### Task prompt
Identify every line in the data below that contains the word "cheese", and copy each of those lines.

[Records from a data source]
········

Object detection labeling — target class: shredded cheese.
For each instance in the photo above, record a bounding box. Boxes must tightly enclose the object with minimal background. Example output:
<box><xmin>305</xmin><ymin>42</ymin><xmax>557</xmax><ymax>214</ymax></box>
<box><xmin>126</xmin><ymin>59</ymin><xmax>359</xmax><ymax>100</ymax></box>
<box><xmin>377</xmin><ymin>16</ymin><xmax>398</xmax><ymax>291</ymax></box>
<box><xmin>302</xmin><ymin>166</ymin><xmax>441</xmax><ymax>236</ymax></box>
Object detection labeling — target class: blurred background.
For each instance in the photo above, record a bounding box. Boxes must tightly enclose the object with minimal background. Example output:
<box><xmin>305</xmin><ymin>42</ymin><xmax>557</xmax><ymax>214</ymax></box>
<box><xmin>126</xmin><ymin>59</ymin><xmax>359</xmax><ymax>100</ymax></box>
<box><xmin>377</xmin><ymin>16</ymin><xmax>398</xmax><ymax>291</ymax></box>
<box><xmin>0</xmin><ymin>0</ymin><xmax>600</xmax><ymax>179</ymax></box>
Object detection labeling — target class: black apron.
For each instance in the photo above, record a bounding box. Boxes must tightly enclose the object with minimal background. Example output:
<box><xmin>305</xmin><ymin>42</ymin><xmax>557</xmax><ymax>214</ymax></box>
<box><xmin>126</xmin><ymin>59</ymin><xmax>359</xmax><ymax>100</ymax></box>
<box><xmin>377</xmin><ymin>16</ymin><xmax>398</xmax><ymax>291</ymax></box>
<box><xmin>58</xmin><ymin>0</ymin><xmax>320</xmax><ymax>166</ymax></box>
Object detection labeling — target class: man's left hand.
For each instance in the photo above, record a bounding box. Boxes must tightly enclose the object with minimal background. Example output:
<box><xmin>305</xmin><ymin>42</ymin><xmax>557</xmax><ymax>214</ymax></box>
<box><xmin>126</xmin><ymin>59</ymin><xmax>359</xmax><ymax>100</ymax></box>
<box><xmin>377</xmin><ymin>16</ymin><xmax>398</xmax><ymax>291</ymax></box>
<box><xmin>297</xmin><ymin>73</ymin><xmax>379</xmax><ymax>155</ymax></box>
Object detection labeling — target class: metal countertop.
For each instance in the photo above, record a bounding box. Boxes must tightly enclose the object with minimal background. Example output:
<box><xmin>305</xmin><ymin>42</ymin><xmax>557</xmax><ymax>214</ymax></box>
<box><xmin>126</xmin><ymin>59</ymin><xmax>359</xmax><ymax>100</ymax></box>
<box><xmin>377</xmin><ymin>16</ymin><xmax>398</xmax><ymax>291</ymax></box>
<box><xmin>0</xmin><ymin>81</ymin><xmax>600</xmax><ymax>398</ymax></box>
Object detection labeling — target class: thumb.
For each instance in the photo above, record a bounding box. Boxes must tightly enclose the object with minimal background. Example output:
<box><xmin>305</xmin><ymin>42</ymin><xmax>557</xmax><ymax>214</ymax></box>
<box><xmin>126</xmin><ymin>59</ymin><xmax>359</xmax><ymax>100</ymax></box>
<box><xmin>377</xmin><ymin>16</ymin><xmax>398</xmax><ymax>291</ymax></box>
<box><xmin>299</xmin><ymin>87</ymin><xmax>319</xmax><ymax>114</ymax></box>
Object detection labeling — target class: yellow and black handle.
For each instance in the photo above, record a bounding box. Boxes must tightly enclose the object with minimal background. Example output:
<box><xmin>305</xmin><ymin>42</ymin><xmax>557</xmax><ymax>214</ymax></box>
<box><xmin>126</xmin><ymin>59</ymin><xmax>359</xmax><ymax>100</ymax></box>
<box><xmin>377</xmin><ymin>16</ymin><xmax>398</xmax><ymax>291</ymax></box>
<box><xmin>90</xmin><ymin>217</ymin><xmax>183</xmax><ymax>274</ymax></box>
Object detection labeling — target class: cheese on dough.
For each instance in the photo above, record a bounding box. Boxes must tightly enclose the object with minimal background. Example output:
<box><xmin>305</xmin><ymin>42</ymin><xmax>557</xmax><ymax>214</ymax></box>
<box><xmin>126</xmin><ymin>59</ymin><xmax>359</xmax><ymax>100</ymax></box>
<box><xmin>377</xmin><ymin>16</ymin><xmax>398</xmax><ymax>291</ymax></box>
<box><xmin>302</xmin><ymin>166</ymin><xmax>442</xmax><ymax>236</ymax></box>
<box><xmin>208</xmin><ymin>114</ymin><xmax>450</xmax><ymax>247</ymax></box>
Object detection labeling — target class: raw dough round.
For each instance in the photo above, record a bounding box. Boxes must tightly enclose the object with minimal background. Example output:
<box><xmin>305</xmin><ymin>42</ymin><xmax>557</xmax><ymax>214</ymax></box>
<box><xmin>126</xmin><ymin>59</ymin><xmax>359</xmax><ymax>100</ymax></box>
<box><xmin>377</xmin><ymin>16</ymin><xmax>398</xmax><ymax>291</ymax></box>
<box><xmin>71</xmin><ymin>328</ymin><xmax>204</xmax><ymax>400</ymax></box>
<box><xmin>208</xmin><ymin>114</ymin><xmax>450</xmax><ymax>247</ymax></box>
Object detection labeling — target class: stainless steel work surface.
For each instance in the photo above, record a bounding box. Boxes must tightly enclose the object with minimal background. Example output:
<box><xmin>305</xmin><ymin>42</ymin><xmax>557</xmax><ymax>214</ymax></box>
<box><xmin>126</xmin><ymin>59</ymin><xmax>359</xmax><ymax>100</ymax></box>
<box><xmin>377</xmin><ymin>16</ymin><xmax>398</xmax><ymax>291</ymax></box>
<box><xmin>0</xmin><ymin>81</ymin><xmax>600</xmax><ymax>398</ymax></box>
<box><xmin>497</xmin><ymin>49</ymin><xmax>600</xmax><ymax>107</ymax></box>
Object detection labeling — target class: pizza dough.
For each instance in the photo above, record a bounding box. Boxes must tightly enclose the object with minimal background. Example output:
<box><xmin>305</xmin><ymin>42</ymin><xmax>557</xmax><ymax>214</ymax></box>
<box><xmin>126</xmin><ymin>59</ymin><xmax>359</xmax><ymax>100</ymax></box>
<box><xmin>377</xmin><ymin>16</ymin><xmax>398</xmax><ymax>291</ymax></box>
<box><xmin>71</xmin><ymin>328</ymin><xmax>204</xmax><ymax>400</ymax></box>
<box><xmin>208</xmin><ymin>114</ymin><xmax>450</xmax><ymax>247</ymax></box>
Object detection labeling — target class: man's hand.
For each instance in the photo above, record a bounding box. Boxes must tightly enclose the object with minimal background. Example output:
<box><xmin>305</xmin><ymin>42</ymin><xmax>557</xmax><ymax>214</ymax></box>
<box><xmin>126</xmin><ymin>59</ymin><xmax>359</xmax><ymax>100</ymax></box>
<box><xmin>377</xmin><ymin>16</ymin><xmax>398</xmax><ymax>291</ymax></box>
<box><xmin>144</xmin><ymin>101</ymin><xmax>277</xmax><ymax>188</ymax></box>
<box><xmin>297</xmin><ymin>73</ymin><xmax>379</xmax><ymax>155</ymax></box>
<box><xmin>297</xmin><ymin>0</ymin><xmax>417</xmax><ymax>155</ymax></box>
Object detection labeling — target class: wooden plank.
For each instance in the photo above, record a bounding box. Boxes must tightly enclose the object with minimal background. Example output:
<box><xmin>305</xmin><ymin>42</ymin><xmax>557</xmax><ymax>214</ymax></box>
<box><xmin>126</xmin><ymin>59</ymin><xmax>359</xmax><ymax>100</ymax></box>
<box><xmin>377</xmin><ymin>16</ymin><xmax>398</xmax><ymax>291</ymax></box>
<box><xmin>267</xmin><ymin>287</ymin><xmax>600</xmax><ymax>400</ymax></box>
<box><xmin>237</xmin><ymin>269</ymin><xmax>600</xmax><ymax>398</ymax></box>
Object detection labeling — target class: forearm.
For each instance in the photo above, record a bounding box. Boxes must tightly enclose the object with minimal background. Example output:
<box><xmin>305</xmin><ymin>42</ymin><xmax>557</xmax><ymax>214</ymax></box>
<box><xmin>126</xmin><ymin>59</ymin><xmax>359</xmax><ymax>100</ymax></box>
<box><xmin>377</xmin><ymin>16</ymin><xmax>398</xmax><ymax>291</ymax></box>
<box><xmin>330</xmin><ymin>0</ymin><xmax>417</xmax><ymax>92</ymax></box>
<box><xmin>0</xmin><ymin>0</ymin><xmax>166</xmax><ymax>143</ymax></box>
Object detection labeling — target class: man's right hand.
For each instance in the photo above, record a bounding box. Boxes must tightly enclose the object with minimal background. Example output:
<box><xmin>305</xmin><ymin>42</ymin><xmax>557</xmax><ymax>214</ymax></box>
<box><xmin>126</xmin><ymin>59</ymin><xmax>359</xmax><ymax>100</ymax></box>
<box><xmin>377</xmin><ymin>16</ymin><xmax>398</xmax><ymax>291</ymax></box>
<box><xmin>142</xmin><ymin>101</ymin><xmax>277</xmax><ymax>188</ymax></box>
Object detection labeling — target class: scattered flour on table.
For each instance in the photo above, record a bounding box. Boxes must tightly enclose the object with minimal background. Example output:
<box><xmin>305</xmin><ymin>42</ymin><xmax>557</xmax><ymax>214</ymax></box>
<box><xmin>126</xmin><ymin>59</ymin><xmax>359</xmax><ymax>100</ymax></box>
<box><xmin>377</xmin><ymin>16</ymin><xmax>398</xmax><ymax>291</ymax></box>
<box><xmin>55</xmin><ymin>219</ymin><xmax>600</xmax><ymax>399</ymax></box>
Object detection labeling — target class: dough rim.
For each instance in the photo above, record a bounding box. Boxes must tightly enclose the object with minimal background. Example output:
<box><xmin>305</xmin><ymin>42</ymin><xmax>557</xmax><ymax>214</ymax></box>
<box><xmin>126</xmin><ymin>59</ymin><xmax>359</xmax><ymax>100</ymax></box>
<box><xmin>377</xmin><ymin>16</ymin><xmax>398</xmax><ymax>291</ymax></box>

········

### Final result
Object detection labeling — target class: shredded cheese.
Object detection labeling — target class: cheese on dough.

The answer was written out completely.